▶ Ausgewählter Textauszug
-=-=-

Ohne Mandela stünde Südafrika in den Tagen vor der Wahl möglicherweise am Rande eines Bürgerkriegs. Im vergangenen Jahr rettete er nach der Ermordung von Kommunistenchef Chris Hani durch Rechtsradikale das Land vor dem Chaos, als er die zornigen ANC-Anhänger besänftigte. Kurz vor dem historischen Urnengang am kommenden Dienstag ließ er sich auf einen Kompromiß mit seinem Widersacher Mangosuthu Buthelezi, dem Chef der konservativen Schwarzenbewegung Inkatha, ein. Doch seine an Predigten grenzenden Reden, in denen er den ANC als Bewegung aller SüdafrikanerInnen anpreist, fruchteten wenig. Die Anti-Aparteid-Organisation wird von der Mehrheit der Minderheiten am Kap als „afrikanische Gruppierung“ betrachtet, als Partei, die vor allem die Interessen der 30 Millionen Schwarzen im Auge hat.

-=-=-

▶ Aufgabe a
Wer wurde laut dem Textauszug über Mandela im vergangenen Jahr von Rechtsradikalen ermordet?
Der Textauszug und die Einträge haben nichts miteinander zu tun.

Einträge zur Annotation mit Begrenzungsrahmen:
-=-=-

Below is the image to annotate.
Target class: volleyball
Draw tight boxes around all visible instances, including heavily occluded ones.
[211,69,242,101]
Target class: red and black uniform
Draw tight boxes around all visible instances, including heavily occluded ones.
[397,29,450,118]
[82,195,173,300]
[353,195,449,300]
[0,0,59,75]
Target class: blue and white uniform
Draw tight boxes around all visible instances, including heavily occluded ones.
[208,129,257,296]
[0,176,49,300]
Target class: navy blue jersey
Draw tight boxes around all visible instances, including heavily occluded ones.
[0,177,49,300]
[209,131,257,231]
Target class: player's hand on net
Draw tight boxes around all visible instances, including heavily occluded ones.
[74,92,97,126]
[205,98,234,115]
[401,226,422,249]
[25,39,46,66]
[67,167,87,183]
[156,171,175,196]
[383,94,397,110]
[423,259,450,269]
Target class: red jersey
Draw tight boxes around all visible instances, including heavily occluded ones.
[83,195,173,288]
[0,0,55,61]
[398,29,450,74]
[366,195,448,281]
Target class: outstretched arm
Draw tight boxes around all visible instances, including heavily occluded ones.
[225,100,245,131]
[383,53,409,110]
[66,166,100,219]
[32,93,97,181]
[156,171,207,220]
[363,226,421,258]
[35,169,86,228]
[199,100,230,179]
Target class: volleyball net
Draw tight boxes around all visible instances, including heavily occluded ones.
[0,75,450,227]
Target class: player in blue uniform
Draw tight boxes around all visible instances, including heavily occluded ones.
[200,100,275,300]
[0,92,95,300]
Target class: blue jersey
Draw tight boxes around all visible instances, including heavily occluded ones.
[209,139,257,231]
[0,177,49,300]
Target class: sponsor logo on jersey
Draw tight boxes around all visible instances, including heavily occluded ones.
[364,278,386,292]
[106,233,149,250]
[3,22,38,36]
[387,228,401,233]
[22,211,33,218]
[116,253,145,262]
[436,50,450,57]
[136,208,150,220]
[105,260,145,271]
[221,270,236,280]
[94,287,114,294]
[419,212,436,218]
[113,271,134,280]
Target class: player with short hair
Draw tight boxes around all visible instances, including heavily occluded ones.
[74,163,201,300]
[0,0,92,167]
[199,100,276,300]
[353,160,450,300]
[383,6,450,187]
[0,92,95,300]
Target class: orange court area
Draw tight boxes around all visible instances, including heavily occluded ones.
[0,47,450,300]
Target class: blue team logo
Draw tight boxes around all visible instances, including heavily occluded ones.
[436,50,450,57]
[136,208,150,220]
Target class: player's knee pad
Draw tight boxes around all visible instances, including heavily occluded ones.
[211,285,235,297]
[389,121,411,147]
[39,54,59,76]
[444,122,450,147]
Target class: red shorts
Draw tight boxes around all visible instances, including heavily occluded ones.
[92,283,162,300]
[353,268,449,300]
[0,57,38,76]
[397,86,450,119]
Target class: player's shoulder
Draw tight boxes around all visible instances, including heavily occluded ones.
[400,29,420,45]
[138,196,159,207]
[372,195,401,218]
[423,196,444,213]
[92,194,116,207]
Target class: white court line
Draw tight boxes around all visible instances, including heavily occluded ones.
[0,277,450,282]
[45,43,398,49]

-=-=-

▶ Aufgabe b
Gib bitte die Einträge als Markdown-Tabelle mit den Spalten „Nr.“ und „Zeile“ wieder und lass Leerzeilen weg. Beginne bei der ersten Zeile der Einträge und höre nach der Zeile mit „[0,0,59,75]“ auf.

▶ Vollständige Antwort a
Der Kommunistenchef Chris Hani.

▶ Vollständige Antwort b
| Nr. | Zeile |
|---|---|
| 1 | Below is the image to annotate. |
| 2 | Target class: volleyball |
| 3 | Draw tight boxes around all visible instances, including heavily occluded ones. |
| 4 | [211,69,242,101] |
| 5 | Target class: red and black uniform |
| 6 | Draw tight boxes around all visible instances, including heavily occluded ones. |
| 7 | [397,29,450,118] |
| 8 | [82,195,173,300] |
| 9 | [353,195,449,300] |
| 10 | [0,0,59,75] |